STATED GOAL –
Copy the material below, swapping each "one per line" for "each on its own line" and changing nothing else.
________
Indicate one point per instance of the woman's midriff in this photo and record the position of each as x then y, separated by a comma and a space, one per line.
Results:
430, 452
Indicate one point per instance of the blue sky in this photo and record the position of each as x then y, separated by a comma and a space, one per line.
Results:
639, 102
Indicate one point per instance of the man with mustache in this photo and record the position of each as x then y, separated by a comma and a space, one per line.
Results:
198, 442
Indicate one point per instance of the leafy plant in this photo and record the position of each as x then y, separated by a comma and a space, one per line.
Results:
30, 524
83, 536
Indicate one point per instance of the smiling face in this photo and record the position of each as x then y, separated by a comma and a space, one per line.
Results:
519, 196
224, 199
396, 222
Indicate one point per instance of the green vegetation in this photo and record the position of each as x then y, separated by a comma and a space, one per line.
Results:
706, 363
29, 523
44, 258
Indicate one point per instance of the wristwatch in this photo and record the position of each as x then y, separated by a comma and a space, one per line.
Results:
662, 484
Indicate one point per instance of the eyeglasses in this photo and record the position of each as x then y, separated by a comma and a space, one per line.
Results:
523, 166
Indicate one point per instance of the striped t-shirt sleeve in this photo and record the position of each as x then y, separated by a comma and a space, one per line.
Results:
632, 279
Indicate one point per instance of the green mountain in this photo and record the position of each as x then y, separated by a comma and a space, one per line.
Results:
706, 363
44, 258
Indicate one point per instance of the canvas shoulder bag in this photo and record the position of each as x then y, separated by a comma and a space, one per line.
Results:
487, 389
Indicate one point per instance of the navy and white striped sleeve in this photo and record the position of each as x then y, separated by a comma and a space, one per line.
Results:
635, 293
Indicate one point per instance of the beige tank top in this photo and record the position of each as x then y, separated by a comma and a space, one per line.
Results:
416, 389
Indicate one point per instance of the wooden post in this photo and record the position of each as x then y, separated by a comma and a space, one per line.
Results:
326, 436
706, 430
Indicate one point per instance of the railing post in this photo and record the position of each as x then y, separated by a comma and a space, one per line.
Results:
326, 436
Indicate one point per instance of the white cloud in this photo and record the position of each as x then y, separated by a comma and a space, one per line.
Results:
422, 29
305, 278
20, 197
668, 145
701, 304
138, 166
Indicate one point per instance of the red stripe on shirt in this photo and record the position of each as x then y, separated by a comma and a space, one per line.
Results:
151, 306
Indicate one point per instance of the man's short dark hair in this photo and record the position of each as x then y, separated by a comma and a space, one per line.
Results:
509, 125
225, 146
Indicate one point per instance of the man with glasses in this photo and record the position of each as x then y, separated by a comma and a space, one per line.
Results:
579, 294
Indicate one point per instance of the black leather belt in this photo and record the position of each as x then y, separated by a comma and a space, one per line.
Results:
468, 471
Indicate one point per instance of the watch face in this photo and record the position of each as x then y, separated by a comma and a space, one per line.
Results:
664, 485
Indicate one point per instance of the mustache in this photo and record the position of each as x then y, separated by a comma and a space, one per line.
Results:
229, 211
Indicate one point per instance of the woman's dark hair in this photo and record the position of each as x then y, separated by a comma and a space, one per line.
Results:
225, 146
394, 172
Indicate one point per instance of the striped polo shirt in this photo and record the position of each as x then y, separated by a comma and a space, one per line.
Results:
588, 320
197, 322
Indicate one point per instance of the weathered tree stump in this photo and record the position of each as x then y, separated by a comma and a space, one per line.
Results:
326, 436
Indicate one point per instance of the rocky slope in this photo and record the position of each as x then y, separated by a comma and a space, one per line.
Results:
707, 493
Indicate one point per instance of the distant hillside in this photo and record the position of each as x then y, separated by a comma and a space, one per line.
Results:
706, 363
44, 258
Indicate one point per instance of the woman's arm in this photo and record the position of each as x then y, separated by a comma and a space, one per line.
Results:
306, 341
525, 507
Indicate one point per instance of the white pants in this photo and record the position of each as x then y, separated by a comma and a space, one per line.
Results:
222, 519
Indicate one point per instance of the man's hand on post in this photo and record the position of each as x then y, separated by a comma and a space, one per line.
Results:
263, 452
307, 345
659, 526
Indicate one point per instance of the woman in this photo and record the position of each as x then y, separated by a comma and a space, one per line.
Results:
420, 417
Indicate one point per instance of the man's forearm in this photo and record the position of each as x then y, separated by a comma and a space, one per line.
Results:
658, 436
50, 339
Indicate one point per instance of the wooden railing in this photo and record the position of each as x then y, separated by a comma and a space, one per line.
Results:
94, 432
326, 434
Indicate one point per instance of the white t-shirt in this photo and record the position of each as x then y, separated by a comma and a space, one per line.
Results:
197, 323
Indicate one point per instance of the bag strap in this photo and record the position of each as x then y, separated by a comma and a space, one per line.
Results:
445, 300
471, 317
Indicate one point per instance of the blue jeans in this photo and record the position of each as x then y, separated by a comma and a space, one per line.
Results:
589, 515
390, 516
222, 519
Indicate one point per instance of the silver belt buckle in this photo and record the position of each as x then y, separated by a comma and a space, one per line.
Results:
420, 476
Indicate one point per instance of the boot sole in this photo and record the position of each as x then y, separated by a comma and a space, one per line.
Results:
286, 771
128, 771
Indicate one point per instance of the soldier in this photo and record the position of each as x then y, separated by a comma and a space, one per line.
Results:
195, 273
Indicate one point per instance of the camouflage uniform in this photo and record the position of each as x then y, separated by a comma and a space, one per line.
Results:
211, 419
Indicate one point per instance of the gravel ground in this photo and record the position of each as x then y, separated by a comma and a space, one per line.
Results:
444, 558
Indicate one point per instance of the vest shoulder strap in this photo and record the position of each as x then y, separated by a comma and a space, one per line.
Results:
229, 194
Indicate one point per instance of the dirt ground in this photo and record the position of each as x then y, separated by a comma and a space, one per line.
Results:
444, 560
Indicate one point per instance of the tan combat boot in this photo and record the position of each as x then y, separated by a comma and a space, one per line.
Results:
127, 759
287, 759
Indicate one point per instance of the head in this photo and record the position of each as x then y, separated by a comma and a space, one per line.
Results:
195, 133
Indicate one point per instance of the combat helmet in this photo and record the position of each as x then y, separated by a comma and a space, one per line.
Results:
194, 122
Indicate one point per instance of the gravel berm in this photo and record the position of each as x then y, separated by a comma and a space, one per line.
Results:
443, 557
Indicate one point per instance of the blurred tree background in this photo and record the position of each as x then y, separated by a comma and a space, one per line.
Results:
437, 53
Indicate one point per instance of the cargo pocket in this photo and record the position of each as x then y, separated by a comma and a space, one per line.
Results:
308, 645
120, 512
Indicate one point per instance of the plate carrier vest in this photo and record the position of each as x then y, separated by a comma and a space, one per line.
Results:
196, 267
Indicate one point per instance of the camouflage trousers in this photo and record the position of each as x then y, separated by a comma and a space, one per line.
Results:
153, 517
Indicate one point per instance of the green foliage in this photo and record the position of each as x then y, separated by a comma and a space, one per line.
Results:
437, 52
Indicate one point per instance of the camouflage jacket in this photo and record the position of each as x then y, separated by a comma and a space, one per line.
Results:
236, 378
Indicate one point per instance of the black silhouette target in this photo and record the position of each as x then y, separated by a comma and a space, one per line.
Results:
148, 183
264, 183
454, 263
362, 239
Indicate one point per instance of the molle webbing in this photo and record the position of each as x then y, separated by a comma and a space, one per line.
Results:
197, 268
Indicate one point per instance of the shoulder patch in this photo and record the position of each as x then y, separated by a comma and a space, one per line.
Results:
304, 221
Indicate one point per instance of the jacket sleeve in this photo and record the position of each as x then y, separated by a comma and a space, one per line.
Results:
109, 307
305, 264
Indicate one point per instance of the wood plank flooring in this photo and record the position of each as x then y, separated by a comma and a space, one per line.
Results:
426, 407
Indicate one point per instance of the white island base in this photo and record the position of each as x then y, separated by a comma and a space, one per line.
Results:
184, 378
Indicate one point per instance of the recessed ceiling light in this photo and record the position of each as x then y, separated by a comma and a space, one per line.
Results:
________
RESPONSE TO THE EXERCISE –
Indicate one point per instance of the woman's midriff in this photo and record the position of each as x then y, separated by a comma and a space, each on its own line.
Results:
430, 452
Indicate one point per instance of the blue sky in this photo and record the position of each as x then y, separated by a comma and a space, each on its own line.
Results:
639, 102
Indicate one point per instance of the man with mustache in this photo and record the position of each as x then y, separated by a comma and a space, each on its own line.
Results:
198, 442
Indicate one point per instance of the leafy plant in this photo and record the position of each as x then y, separated by a comma and a space, each on its own line.
Results:
30, 524
83, 536
Indicate one point per instance of the smiling face in this photo and record the position of each as x then y, separated by a comma and a space, each on its own line.
Results:
519, 196
224, 199
396, 222
Indicate one point per instance of the green vegetation in this photo and record the position of each as x then y, separated by a comma and a space, each on its own line.
Results:
706, 363
29, 523
44, 258
Indicate one point per instance of the wristwatch in this photo and record the position of each as x then y, separated by a comma and a space, each on its own line.
Results:
662, 484
Indicate one point per instance of the eyeglasses in this photo and record the position of each as x then y, separated by a comma and a space, each on its own line.
Results:
523, 166
Indicate one point per instance of the striped t-shirt sleeve in this photo and record the position of each as x then y, separated by a comma and a space, each on its own line.
Results:
632, 279
Indicate one point per instance of the green mountain in this photo and record the position of each as x then y, separated by a comma and a space, each on its own line.
Results:
706, 363
44, 258
Indicate one point per instance of the canvas shoulder bag in this photo and record the position of each as x then y, separated by a comma and a space, each on its own line.
Results:
487, 389
Indicate one point per instance of the navy and white striped sleeve in this photo and record the position of each as x then y, separated by a comma and a space, each on its own line.
Results:
635, 293
Indicate one point per instance of the beige tank top in this photo and record the position of each as x then y, separated by a comma and a space, each on its own line.
Results:
416, 389
Indicate one point per instance of the wooden post in this photo and record the position of each as x then y, separated by a comma and a space, each on its own line.
Results:
326, 436
706, 430
Indicate one point per instance of the railing post in this photo and record the position of each as x then y, separated by a comma and a space, each on its own line.
Results:
326, 436
Indicate one point per instance of the white cloud in this photo and record the position of each as x then y, separated by a comma and a space, each on its own line.
Results:
422, 29
305, 278
20, 197
668, 145
701, 304
138, 166
Indicate one point per instance of the red stripe on shirt in this photo and record the position of each as x then y, separated by a comma and a space, each on its own line.
Results:
151, 306
Indicate one point per instance of the man's short dark hair in this photo and record the position of each as x then y, separated by a comma and a space, each on its own line.
Results:
509, 125
225, 146
Indicate one point per instance of the man with glasses in this photo and record the position of each as x then y, separated by a comma and a space, each on its own line.
Results:
579, 294
Indicate one point per instance of the black leather belt in this photo and record the position of each as x then y, separated by a comma and a space, each on its own line.
Results:
468, 471
Indicate one point per instance of the watch face in this photo and record the position of each as x then y, separated by a comma and a space, each on its own line.
Results:
664, 485
Indicate one point per instance of the mustache in this photo and record the position of each as x then y, separated by a comma and a space, each on its own line.
Results:
229, 211
Indicate one point per instance of the woman's dark hair in this photo and record the position of each as x then y, separated by a comma and a space, each on its own line.
Results:
225, 146
394, 172
Indicate one point per instance of the striped polo shirt in this photo and record the position of each as x then y, separated by a comma and a space, each on its own line.
Results:
588, 320
197, 322
Indicate one point per instance of the weathered tree stump in this photo and record the position of each as x then y, separated by a comma and a space, each on its own line.
Results:
326, 436
Indicate one point per instance of the rocky slope in this photo and record the position of each as x then y, separated by a comma and a space, each on its own line.
Results:
707, 493
Indicate one point per instance of the distant hillside in this photo and record the position of each as x then y, separated by a comma and a space, each on its own line.
Results:
706, 363
44, 258
Indicate one point per instance of the woman's arm in this photo and record the position of each as x then y, separated by a comma and a space, each on its own line.
Results:
306, 341
525, 507
Indicate one point per instance of the white pants in this photo and record the position of each as x then y, separated by a comma and a space, each on its own line.
Results:
222, 519
Indicate one point per instance of the man's hand on post in this photo and record the position of each as x then y, separated by a comma and a space, each on its own line.
Results:
263, 452
307, 345
659, 526
Indicate one point per instance of the woman in this photo and record the position of each as x then y, separated by a comma and a space, each on its own line.
Results:
420, 417
Indicate one point per instance of the man's forearm in this photo and record the position of each as x then y, separated by a comma and a space, each on its own line.
Results:
658, 436
50, 339
Indicate one point per instance of the wooden railing in this photo and record the position of each as x then y, separated by a comma and a space, each on its own line.
Results:
94, 432
326, 434
Indicate one point per instance of the white t-shirt in this photo and record the position of each as x then y, separated by a comma and a space, each on its own line.
Results:
197, 323
Indicate one point per instance of the bag strap in this photo and record the position of each as x then y, separated by a comma and a space, each on its own line.
Results:
445, 300
471, 317
Indicate one point per instance of the blue jeans in this photo and record the position of each as x then y, separated by a comma and a space, each on its own line.
Results:
589, 515
390, 516
222, 519
Indicate one point per instance of the silver belt buckle in this photo and record the position of each as x then y, separated by a comma and a space, each on its own line.
Results:
420, 476
Indicate one point per instance of the boot sole in this photo and record the position of each as x then y, separated by a comma and a space, each on its own line.
Results:
286, 771
128, 771
Indicate one point per instance of the soldier in this photo and record the position of each as x then y, separated by a comma and a space, each on its own line.
Results:
195, 273
Indicate one point per instance of the camouflage uniform in this photo and record the position of each as x then y, separated by a comma and a space, each on its own line.
Results:
211, 419
Indicate one point per instance of the gravel ground in this photo and record the position of each as x then y, separated by a comma and a space, each on its own line.
Results:
444, 558
Indicate one point per instance of the vest shoulder strap in this photo and record the position of each as x then y, separated by a comma and a space, each on its own line.
Results:
229, 194
Indicate one point per instance of the dirt ground in this photo and record the position of each as x then y, separated by a comma and a space, each on its own line.
Results:
444, 560
Indicate one point per instance of the tan combat boot in this photo and record the position of each as x then y, separated by a comma and a space, each on its own line.
Results:
127, 759
287, 759
Indicate one point per instance of the head in this photo and record the position of each as x then y, separated by a comma and a space, each on its own line.
Results:
195, 133
Indicate one point per instance of the combat helmet in this photo and record the position of each as x then y, separated by a comma and a space, each on its own line.
Results:
194, 122
Indicate one point per instance of the gravel berm in this photo and record the position of each as x then y, separated by a comma and a space, each on its own line.
Results:
443, 557
Indicate one point per instance of the blurred tree background in this photo and record the position of each as x then y, separated by a comma and a space, each on its own line.
Results:
437, 53
Indicate one point per instance of the cargo pocket in this photo and record the position of each as x then y, separated by a comma and a space, each on its own line.
Results:
308, 645
120, 512
Indicate one point per instance of the plate carrier vest in this photo and record the position of each as x then y, separated by a comma and a space, each on its own line.
Results:
196, 267
Indicate one point per instance of the camouflage trousers in this photo and record the position of each as x then y, separated by a comma and a space, each on its own line.
Results:
153, 517
Indicate one point per instance of the green foliage in this photo and record the position of each as x then y, separated by a comma and a space, each on its own line.
Results:
437, 52
Indicate one point per instance of the camouflage jacket in this photo and record the position of each as x then y, separated by a comma and a space, each on its own line.
Results:
236, 378
Indicate one point per instance of the black silhouette target in this photo and record the position of each as x then y, separated by a comma and a space, each on its own line.
Results:
148, 183
264, 183
454, 263
362, 239
Indicate one point per instance of the molle webbing in this photo and record the position of each as x then y, separated by a comma and a space, each on its own line.
Results:
197, 268
Indicate one point per instance of the shoulder patch in this photo and record the position of each as x then y, separated by a comma and a space, each on its own line.
Results:
304, 221
Indicate one point per instance of the jacket sleeve in this photo and record the position of each as x then y, separated by a comma and a space, each on its own line.
Results:
109, 307
305, 264
Indicate one point per instance of the wood plank flooring in this photo and record the position of each as x then y, separated by a comma and a space, each on its own line.
Results:
426, 407
Indicate one point per instance of the white island base in this photo and record the position of each as x then y, separated by a comma and a space, each on its own line.
Results:
184, 378
Indicate one point per instance of the recessed ceiling light in this photo and record the position of each as x then y, separated by a comma and a space, each on its own line.
Results:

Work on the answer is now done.